- [Work to do]
A. From the forum post about a boyfriend's pot smoking, list the drugs the writer's cousin is said to have used.
B. Answer these questions about the forum post on a boyfriend's pot smoking, one answer per line.
(i) How many at-home drug tests came in the pack the writer bought?
(ii) Where does the writer's best friend now work?
(iii) Of the eleven other people the writer knows who smoke, how many are dealers?
C. In the forum post on a boyfriend's pot smoking, write out the part that opens with the words containing "In general, I" and closes with "to do anymore.", swapping "Nathan" for "my boyfriend".
# START OF Extract to read
I eventually came to the conclusion that I would try ONE LAST TIME to work things out with Nathan. He and I agreed that we could compromise by buying at-home drug tests and I could test him whenever I thought it was necessary (his idea). I bought a three-pack and they arrived recently, however, they stated that if the test comes back positive, you have to actually mail it out to a lab to get a definite answer because it may be a false positive. So, basically, to me, the drug tests are useless, but there is LITERALLY no other alternative to breaking up that I can think of - and none that Nathan can think of because he refuses to come up with anything. I don't know whether to tell him about how dumb the tests are because if I tell him that I want to return them, he'll get angry because that means that he can't go to Fridays like normal anymore since I won't be able to test him, but if I don't tell him, then what am I suppose to do? I'll still be paranoid as hell because I will never have any way to determine whether or not he's been smoking.

 

I want to make sure it's clear that Nathan is actually fine with giving up pot. He has expressed that is 100% okay with quitting. Granted, he said that the first time and ended up lying to me about it, but he has voiced yet again that he has no problem with quitting.

 

In general, I honestly think this entire situation is stupid. I hate that it's come down to this. I feel like his mother more than anything and he has 100% been acting like a child. However, I love Nathan so much and I don't really want to let him go. I just don't know what to do anymore.

Posted

What is it about smoking pot that bothers you so much?

Posted

I think you two are not compatible with each other. It's ok for you to feel the way you do, but you aren't ever going to change him, and try is futile and will annoy him.

  • Like 3
Posted
I think you two are not compatible with each other. It's ok for you to feel the way you do, but you aren't ever going to change him, and try is futile and will annoy him.

 

I was going to get to that but I was curious why she was so opposed to pot. Some people have some serious misunderstandings about marijuana because of ignorance and misinformation in our culture. All substances are destructive if abused but in most cases excessive smoking and drinking is MUCH worse than getting high to often...

  • Author
Posted (edited)
What is it about smoking pot that bothers you so much?

 

You know, this has been the question of the year. It's so hard for me to explain.

 

From personal experience, I've seen pot ruin my best friend and my cousin's lives. My best friend tried pot, swore she'd only do it once and nothing else, and now she's addicted to it, she takes ecstasy and acid and she at least LOOKS like she's doing meth. She just turned 20, but she honestly looks like she's in her late 30's. She's dated a handful of drug dealers and has gotten involved in deals herself. She dropped out of college and now works the graveyard shift at Taco Bell, where her and other employees smoke pot during their breaks. With my cousin, she started smoking pot as a way to keep her husband around (it's a long story). Then she became addicted to pain killers, she's also been involved with dealers, and she's been in jail a handful of times. She shoots up heroin and has had her finger shot off by her husband. She use to grow her marijuana and had her four kids help her, and now three of them are also pot smokers. She use to be a registered nurse, but now relies on her boyfriend for money.

 

I am only aware of eleven other people who smoke, and out of those eleven, two are dealers and eight dropped out or got kicked out of college. Everything that I've been exposed to about pot is negative and that's what has helped develop my moral against it. When I've hung around people who were high, all that they do is express how hungry they are and laugh at things that are hilarious to them, but are not even the slightest bit funny to people who are sober. They just look stupid to me, and not even in the "wow, that's a stupid decision" way, but more of the "you are actually unintelligent" way. Putting that together with knowing that most of the people I know who smoke no longer have a future and what it's done to my friend and cousin, I just can't seem to deal with my boyfriend (regardless of if it's Nathan or any other guy in the world) smoking marijuana. Ever.
# END OF Extract to read
# START OF Data rows
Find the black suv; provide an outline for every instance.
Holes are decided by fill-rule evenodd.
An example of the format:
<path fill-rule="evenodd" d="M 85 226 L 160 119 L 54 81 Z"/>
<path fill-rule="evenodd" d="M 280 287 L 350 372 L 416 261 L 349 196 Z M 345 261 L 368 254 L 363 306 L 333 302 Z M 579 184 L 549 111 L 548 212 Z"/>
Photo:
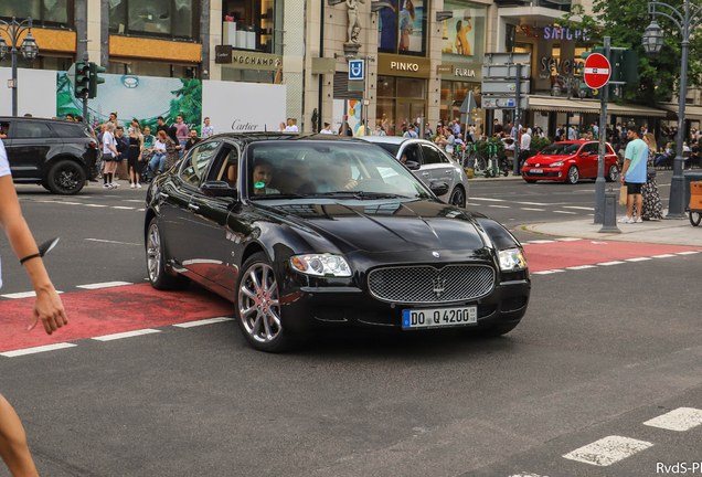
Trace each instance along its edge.
<path fill-rule="evenodd" d="M 17 183 L 76 194 L 97 178 L 99 147 L 82 123 L 6 116 L 0 117 L 0 132 Z"/>

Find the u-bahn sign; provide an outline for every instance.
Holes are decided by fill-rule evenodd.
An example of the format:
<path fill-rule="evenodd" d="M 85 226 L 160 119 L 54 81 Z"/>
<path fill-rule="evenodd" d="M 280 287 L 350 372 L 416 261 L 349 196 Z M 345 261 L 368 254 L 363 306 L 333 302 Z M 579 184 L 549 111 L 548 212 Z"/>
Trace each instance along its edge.
<path fill-rule="evenodd" d="M 585 60 L 583 76 L 588 87 L 599 89 L 609 82 L 609 76 L 611 76 L 609 61 L 599 53 L 591 54 Z"/>

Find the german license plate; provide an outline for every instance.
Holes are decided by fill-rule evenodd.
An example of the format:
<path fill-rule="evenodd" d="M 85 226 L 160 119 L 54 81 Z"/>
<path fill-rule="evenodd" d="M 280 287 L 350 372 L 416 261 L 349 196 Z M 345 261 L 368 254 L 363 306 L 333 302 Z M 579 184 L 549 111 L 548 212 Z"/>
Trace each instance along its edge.
<path fill-rule="evenodd" d="M 414 308 L 402 311 L 403 329 L 446 328 L 476 325 L 477 322 L 478 308 L 476 306 L 457 308 Z"/>

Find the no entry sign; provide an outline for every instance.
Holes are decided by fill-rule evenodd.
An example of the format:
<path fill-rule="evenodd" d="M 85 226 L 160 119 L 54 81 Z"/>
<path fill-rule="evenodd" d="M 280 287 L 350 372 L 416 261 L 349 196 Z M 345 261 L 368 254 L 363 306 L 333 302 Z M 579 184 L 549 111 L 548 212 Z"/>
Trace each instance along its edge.
<path fill-rule="evenodd" d="M 599 89 L 609 82 L 611 67 L 604 55 L 593 53 L 585 60 L 585 84 L 593 89 Z"/>

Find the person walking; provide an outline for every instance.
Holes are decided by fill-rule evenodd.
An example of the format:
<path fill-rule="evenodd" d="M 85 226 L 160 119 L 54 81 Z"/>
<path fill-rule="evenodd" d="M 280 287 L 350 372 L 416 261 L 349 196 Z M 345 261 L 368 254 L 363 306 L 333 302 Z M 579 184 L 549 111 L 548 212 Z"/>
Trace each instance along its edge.
<path fill-rule="evenodd" d="M 12 250 L 24 266 L 36 293 L 30 325 L 31 331 L 41 324 L 47 335 L 68 325 L 66 311 L 54 285 L 49 278 L 32 232 L 22 216 L 12 182 L 10 162 L 0 139 L 0 226 L 8 236 Z M 0 277 L 0 286 L 2 278 Z M 13 476 L 39 476 L 26 444 L 22 422 L 10 403 L 0 394 L 0 457 Z"/>
<path fill-rule="evenodd" d="M 129 150 L 127 152 L 127 168 L 129 169 L 129 187 L 131 189 L 139 188 L 139 178 L 141 176 L 141 151 L 143 150 L 143 135 L 141 134 L 141 125 L 137 119 L 131 121 L 129 128 Z"/>
<path fill-rule="evenodd" d="M 648 146 L 639 139 L 639 131 L 636 127 L 630 127 L 627 136 L 629 142 L 627 144 L 624 155 L 624 167 L 621 168 L 621 183 L 627 187 L 627 214 L 617 222 L 639 223 L 644 222 L 641 219 L 641 209 L 644 208 L 641 188 L 646 183 Z M 634 202 L 636 202 L 636 219 L 634 219 Z"/>
<path fill-rule="evenodd" d="M 115 189 L 114 176 L 117 169 L 119 151 L 117 150 L 117 139 L 115 138 L 115 123 L 107 123 L 105 132 L 103 134 L 103 160 L 105 169 L 103 170 L 103 188 Z"/>
<path fill-rule="evenodd" d="M 648 160 L 646 162 L 647 172 L 648 169 L 653 169 L 656 162 L 656 137 L 651 132 L 644 135 L 644 142 L 648 146 Z M 641 206 L 641 219 L 648 220 L 662 220 L 663 219 L 663 204 L 660 201 L 660 194 L 658 193 L 658 181 L 656 174 L 646 174 L 646 183 L 641 187 L 641 198 L 644 204 Z"/>

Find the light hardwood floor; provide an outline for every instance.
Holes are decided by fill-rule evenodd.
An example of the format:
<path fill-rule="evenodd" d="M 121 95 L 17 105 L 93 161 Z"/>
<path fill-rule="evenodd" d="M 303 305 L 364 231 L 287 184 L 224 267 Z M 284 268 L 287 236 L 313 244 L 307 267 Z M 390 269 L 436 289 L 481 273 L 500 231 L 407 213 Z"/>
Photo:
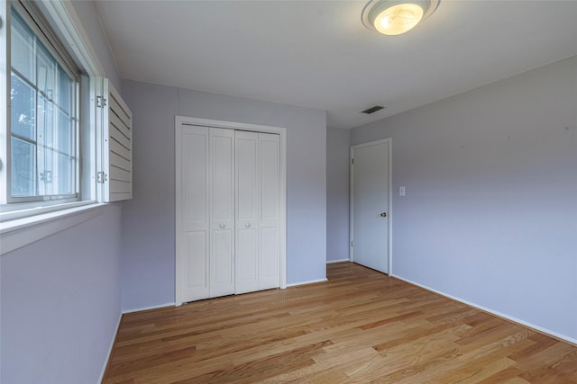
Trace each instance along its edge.
<path fill-rule="evenodd" d="M 127 314 L 105 383 L 577 383 L 577 347 L 362 266 Z"/>

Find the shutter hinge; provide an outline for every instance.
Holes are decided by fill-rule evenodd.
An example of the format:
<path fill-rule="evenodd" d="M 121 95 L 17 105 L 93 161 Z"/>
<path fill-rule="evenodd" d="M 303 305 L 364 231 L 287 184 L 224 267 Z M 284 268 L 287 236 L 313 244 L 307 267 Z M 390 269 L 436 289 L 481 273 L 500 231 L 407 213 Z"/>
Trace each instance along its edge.
<path fill-rule="evenodd" d="M 108 174 L 104 172 L 96 172 L 96 183 L 105 183 L 108 181 Z"/>
<path fill-rule="evenodd" d="M 96 96 L 96 107 L 104 108 L 106 106 L 106 98 L 105 96 Z"/>

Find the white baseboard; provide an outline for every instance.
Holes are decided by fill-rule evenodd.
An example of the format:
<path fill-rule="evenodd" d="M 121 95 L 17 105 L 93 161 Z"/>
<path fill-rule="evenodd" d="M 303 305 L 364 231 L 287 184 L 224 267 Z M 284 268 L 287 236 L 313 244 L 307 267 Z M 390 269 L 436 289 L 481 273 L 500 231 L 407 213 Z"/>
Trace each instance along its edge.
<path fill-rule="evenodd" d="M 336 263 L 344 263 L 344 262 L 350 262 L 350 259 L 341 259 L 341 260 L 327 260 L 326 263 L 327 264 L 334 264 Z"/>
<path fill-rule="evenodd" d="M 116 329 L 114 330 L 114 335 L 112 336 L 112 340 L 110 341 L 110 346 L 108 347 L 108 353 L 106 353 L 106 358 L 105 359 L 105 365 L 102 367 L 102 371 L 100 372 L 100 379 L 98 382 L 101 383 L 105 379 L 105 374 L 106 373 L 106 367 L 108 367 L 108 361 L 110 360 L 110 356 L 112 355 L 112 349 L 114 347 L 114 342 L 116 341 L 116 335 L 118 334 L 118 329 L 120 328 L 120 320 L 123 318 L 123 313 L 120 313 L 118 316 L 118 321 L 116 322 Z"/>
<path fill-rule="evenodd" d="M 288 287 L 297 287 L 299 285 L 307 285 L 307 284 L 315 284 L 316 282 L 325 282 L 328 281 L 326 278 L 325 279 L 317 279 L 317 280 L 309 280 L 308 281 L 299 281 L 299 282 L 291 282 L 290 284 L 287 284 L 287 288 Z"/>
<path fill-rule="evenodd" d="M 439 294 L 441 296 L 444 296 L 445 298 L 449 298 L 451 299 L 453 299 L 455 301 L 459 301 L 459 302 L 461 302 L 463 304 L 466 304 L 466 305 L 468 305 L 470 307 L 472 307 L 472 308 L 475 308 L 477 309 L 481 309 L 481 310 L 482 310 L 484 312 L 490 313 L 491 315 L 495 315 L 495 316 L 498 316 L 499 317 L 505 318 L 507 320 L 512 321 L 513 323 L 517 323 L 517 324 L 519 324 L 521 326 L 527 326 L 529 328 L 533 328 L 536 331 L 539 331 L 539 332 L 541 332 L 543 334 L 548 335 L 555 337 L 557 339 L 566 341 L 567 343 L 571 343 L 572 344 L 577 344 L 577 339 L 573 339 L 573 338 L 569 337 L 569 336 L 567 336 L 565 335 L 561 335 L 561 334 L 559 334 L 557 332 L 554 332 L 554 331 L 552 331 L 550 329 L 544 328 L 543 326 L 536 326 L 535 324 L 531 324 L 531 323 L 528 323 L 527 321 L 521 320 L 520 318 L 513 317 L 506 315 L 504 313 L 501 313 L 501 312 L 499 312 L 499 311 L 485 308 L 483 306 L 480 306 L 478 304 L 475 304 L 475 303 L 472 303 L 471 301 L 457 298 L 457 297 L 453 296 L 453 295 L 449 295 L 449 294 L 442 292 L 440 290 L 434 290 L 433 288 L 427 287 L 426 285 L 419 284 L 419 283 L 412 281 L 410 281 L 408 279 L 405 279 L 405 278 L 398 276 L 398 275 L 395 275 L 394 277 L 396 279 L 402 280 L 403 281 L 408 282 L 409 284 L 413 284 L 413 285 L 416 285 L 417 287 L 423 288 L 424 290 L 430 290 L 431 292 L 435 292 L 435 293 L 437 293 L 437 294 Z"/>
<path fill-rule="evenodd" d="M 174 301 L 172 301 L 171 303 L 160 304 L 158 306 L 137 308 L 132 308 L 132 309 L 124 309 L 123 310 L 123 314 L 133 313 L 133 312 L 140 312 L 140 311 L 142 311 L 142 310 L 159 309 L 159 308 L 161 308 L 174 307 L 175 305 L 176 304 L 174 303 Z"/>

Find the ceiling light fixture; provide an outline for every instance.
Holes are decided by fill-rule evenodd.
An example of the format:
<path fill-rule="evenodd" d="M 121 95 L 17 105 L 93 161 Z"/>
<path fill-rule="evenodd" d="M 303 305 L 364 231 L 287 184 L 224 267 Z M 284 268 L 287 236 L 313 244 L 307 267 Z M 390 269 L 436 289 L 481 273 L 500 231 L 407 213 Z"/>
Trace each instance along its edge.
<path fill-rule="evenodd" d="M 441 0 L 371 0 L 362 9 L 362 23 L 385 35 L 400 35 L 429 17 Z"/>

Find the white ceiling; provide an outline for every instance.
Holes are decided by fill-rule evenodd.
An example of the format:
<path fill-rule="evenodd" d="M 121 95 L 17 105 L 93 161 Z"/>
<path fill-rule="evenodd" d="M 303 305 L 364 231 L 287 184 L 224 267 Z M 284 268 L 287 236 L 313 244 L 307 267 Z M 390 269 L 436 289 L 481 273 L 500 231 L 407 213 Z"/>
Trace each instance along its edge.
<path fill-rule="evenodd" d="M 441 0 L 395 37 L 362 25 L 366 1 L 96 4 L 121 77 L 325 110 L 335 128 L 577 55 L 571 0 Z"/>

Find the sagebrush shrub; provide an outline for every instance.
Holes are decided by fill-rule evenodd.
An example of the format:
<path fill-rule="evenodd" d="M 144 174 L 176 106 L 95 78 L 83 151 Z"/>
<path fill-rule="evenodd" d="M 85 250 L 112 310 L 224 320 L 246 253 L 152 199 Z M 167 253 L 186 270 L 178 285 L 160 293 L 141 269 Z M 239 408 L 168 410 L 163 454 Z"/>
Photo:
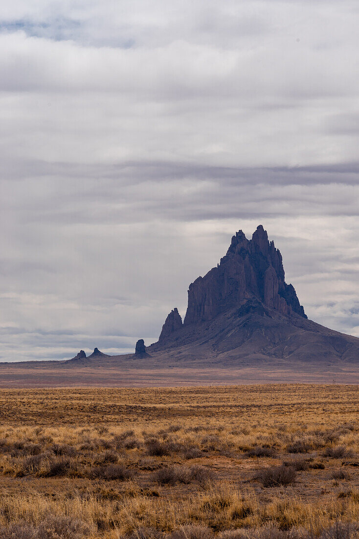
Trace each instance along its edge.
<path fill-rule="evenodd" d="M 263 487 L 290 485 L 295 480 L 296 472 L 292 466 L 275 466 L 259 470 L 255 476 Z"/>

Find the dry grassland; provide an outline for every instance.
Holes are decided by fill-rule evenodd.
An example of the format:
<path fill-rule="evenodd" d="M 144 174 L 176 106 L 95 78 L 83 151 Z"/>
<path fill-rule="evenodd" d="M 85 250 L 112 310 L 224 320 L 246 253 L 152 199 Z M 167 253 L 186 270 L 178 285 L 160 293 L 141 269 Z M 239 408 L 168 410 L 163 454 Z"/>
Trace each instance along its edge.
<path fill-rule="evenodd" d="M 2 539 L 359 537 L 359 390 L 0 390 Z"/>

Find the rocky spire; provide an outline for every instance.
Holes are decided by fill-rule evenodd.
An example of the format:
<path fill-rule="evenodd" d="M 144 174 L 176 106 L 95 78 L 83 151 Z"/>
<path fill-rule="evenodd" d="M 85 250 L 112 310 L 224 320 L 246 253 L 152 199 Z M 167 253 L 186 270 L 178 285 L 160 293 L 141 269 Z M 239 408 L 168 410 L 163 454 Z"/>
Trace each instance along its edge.
<path fill-rule="evenodd" d="M 136 343 L 136 348 L 135 349 L 135 355 L 136 357 L 144 357 L 147 356 L 147 354 L 146 353 L 146 347 L 145 346 L 145 341 L 143 338 L 139 339 L 137 343 Z"/>
<path fill-rule="evenodd" d="M 168 337 L 173 331 L 180 329 L 182 326 L 183 323 L 181 315 L 178 312 L 177 307 L 175 307 L 174 309 L 171 310 L 166 319 L 166 321 L 162 326 L 162 331 L 161 331 L 161 334 L 159 336 L 158 340 L 163 340 L 164 338 Z"/>
<path fill-rule="evenodd" d="M 103 352 L 101 352 L 98 348 L 94 348 L 94 351 L 92 353 L 90 356 L 88 356 L 88 359 L 93 357 L 100 358 L 100 357 L 109 357 L 110 356 L 108 356 L 107 354 L 104 354 Z"/>
<path fill-rule="evenodd" d="M 306 318 L 294 288 L 284 280 L 281 255 L 262 225 L 251 240 L 237 232 L 220 264 L 189 285 L 184 325 L 212 320 L 254 299 L 282 314 Z"/>
<path fill-rule="evenodd" d="M 79 353 L 77 354 L 77 355 L 75 356 L 74 357 L 73 357 L 72 359 L 73 360 L 84 360 L 84 359 L 86 359 L 86 354 L 85 354 L 85 353 L 83 351 L 83 350 L 80 350 L 80 351 L 79 352 Z M 72 360 L 71 360 L 71 361 L 72 361 Z"/>

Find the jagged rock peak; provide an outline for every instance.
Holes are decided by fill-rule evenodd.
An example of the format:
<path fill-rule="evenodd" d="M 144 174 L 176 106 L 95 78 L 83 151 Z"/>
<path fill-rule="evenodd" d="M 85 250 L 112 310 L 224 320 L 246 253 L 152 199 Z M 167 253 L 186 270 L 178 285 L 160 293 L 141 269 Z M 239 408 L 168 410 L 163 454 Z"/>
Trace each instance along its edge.
<path fill-rule="evenodd" d="M 242 230 L 232 238 L 220 264 L 189 286 L 184 325 L 212 320 L 256 299 L 284 315 L 306 318 L 295 291 L 284 280 L 281 255 L 262 225 L 251 240 Z"/>
<path fill-rule="evenodd" d="M 139 339 L 136 343 L 135 355 L 139 357 L 143 357 L 144 356 L 147 355 L 147 354 L 146 353 L 145 341 L 143 338 Z"/>
<path fill-rule="evenodd" d="M 173 309 L 168 315 L 165 323 L 162 326 L 162 331 L 159 336 L 159 341 L 163 341 L 174 331 L 180 329 L 183 326 L 181 315 L 178 312 L 177 307 Z"/>
<path fill-rule="evenodd" d="M 90 356 L 88 356 L 88 359 L 89 359 L 89 358 L 90 357 L 93 358 L 93 357 L 108 357 L 109 356 L 107 354 L 104 354 L 103 352 L 101 352 L 98 348 L 94 348 L 94 351 L 92 353 Z"/>
<path fill-rule="evenodd" d="M 86 357 L 86 354 L 85 354 L 84 351 L 83 350 L 80 350 L 79 353 L 77 354 L 77 355 L 75 356 L 74 357 L 73 357 L 72 359 L 82 360 L 82 359 L 85 359 Z"/>

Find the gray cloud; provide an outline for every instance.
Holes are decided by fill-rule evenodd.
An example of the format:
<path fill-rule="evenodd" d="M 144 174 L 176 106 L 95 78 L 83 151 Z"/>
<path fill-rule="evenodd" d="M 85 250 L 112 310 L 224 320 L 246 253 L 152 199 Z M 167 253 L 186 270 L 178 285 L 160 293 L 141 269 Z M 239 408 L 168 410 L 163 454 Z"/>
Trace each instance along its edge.
<path fill-rule="evenodd" d="M 9 3 L 2 361 L 157 339 L 259 223 L 310 317 L 359 336 L 359 10 Z"/>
# END OF Data rows
- [Task solutions]
A. Pot (marijuana), pain killers, heroin

B.
(i) Three
(ii) At Taco Bell, on the graveyard shift
(iii) Two

C.
In general, I honestly think this entire situation is stupid. I hate that it's come down to this. I feel like his mother more than anything and he has 100% been acting like a child. However, I love my boyfriend so much and I don't really want to let him go. I just don't know what to do anymore.